According to the text on the charter school portion of ESSA, what share of charter school program funding does the bill reserve for facilities assistance?

Text block:
==========

Randi Weingarten here explains the charter portion of the law. Sure, some would prefer that the federal government stop subsidizing privatization. But this is a Republican-controlled Congress, so what did you expect? School choice is their favorite school reform.
Randi writes:
“This is what is in the bill on charters:
“The program is reauthorized through FY 2020 and replaced the current charter school grant program with a program awarding grants to states, and through them subgrants to charter school developers, to open new charters and expand and replicate high-quality charter school models. At the same time, ESSA strengthens and updates the charter school program by: · ensuring charter school quality, accountability and transparency including required fiscal audits; · incentivizes stronger charter school authorizing practices; · requires charter schools to improve community outreach and engagement · provides dedicated funding to expand and replicate the highest quality charter schools so that they can reach more students; · focuses on charter school practices recruitment, retention and discipline practices, particularly for underrepresented groups such as homeless and foster students. There is a grant priority for charter management organizations that operate racially integrated schools and prioritize serving a majority of low-income students. There is money for facilities assistance as the bill reserves 12.5 percent of the charter school program funding to be used for facilities assistance. ESSA also requires the Secretary of Education to address the recent findings of the Office of the Inspector General pertaining to operational challenges within the Charter School Program.”
If ESSA is not a gift to Michael Milken and Robert Rubin and their ilk, I don’t know what is…
Let’s just kick those public school teachers where it hurts, said every elected official and president voting yes. Let them writhe in agony. And students with disabilities? let’s experiment on them for profit. Speaking of which, thank you for opening the portals of data for profit, said no parent ever. Bernie Sanders disappoints me for not voting against this. This is not a gift, unless, of course, you like poisonous snakes. or ALEC and Eli Broad.

==========

Point placement records:
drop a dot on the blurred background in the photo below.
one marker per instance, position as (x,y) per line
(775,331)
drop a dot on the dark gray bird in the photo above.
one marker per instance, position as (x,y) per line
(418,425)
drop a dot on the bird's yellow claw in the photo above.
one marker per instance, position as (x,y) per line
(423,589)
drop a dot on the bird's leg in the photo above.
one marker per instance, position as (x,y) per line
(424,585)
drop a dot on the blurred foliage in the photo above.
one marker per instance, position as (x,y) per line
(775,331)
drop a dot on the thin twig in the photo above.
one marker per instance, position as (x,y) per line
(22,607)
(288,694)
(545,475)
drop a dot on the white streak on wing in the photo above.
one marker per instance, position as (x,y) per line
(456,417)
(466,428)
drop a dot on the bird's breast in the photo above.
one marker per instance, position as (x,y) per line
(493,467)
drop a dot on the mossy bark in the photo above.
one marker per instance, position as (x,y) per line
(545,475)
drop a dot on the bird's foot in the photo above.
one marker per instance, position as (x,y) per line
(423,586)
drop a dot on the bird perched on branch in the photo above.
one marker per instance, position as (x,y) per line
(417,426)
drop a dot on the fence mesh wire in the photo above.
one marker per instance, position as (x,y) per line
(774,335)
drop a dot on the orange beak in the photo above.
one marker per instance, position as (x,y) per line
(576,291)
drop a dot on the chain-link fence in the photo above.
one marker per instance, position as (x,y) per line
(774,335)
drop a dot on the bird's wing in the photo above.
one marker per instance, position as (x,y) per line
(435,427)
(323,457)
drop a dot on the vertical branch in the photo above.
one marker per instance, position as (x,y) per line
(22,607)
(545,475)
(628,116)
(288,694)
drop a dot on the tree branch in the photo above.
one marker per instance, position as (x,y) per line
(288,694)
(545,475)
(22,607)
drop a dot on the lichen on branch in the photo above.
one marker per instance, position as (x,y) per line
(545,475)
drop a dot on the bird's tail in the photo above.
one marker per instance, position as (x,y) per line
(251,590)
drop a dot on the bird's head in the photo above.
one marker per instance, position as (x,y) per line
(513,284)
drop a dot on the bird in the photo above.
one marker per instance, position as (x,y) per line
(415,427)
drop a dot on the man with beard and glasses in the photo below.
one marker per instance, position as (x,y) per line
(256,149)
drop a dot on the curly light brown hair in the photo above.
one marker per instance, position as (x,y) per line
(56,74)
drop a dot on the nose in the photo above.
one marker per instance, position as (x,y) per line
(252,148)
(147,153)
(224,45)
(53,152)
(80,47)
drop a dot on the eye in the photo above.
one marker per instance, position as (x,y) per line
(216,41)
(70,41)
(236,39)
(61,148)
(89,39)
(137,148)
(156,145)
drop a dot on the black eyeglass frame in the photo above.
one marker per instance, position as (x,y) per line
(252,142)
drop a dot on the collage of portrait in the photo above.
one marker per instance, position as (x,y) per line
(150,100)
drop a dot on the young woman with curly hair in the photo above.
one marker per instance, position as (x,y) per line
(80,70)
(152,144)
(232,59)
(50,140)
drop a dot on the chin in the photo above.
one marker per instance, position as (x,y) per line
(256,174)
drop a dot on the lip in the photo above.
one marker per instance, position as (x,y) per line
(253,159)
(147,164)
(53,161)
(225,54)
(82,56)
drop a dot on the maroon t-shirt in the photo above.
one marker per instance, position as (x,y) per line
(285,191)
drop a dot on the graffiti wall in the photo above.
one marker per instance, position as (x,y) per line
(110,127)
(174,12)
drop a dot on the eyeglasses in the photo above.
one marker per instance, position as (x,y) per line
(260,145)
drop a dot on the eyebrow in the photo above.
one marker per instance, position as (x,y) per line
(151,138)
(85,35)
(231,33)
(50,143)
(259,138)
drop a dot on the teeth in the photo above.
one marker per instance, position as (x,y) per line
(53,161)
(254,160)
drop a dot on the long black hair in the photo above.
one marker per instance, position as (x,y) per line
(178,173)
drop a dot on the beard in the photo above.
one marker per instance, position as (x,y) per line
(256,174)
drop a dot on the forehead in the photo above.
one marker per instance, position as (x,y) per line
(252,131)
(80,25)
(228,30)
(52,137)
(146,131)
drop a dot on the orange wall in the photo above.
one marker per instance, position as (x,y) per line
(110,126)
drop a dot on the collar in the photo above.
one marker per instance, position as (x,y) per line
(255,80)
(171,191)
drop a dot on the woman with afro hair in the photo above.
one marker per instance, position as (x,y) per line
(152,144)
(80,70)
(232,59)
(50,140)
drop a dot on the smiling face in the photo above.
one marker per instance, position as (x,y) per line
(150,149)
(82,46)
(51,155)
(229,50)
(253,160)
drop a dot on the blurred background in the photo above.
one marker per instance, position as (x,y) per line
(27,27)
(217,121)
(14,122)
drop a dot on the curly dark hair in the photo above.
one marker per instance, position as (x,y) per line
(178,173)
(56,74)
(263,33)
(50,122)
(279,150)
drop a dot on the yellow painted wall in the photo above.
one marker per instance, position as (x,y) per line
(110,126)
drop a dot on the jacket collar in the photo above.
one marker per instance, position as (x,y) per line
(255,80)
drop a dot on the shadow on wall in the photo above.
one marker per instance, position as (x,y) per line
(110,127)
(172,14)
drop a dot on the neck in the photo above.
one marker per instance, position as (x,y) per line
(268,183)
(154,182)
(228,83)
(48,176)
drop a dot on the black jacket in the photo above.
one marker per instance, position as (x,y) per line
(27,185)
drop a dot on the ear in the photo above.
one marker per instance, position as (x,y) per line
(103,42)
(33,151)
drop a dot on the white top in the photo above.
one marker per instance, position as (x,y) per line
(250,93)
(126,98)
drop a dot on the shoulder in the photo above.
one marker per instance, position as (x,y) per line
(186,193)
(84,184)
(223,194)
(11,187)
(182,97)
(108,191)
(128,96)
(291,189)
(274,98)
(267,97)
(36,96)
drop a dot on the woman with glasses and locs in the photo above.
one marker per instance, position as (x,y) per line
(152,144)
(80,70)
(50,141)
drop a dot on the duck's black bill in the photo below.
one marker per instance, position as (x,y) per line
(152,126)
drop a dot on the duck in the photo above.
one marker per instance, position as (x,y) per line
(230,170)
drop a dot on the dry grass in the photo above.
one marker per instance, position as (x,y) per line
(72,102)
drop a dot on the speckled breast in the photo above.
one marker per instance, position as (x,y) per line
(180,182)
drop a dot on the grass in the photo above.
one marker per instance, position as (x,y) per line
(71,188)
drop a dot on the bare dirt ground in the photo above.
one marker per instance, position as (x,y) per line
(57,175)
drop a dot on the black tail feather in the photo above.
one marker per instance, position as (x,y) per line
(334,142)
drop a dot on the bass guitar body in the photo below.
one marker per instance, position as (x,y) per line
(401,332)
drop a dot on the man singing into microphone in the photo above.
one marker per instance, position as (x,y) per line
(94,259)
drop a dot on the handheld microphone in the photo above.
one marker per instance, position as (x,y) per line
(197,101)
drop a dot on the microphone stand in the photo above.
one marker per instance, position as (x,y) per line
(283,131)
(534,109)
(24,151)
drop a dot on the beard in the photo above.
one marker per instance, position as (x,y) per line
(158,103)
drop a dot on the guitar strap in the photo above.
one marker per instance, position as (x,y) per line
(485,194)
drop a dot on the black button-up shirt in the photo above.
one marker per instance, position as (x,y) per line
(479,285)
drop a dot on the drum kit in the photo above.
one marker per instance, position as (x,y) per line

==========

The answer:
12.5 percent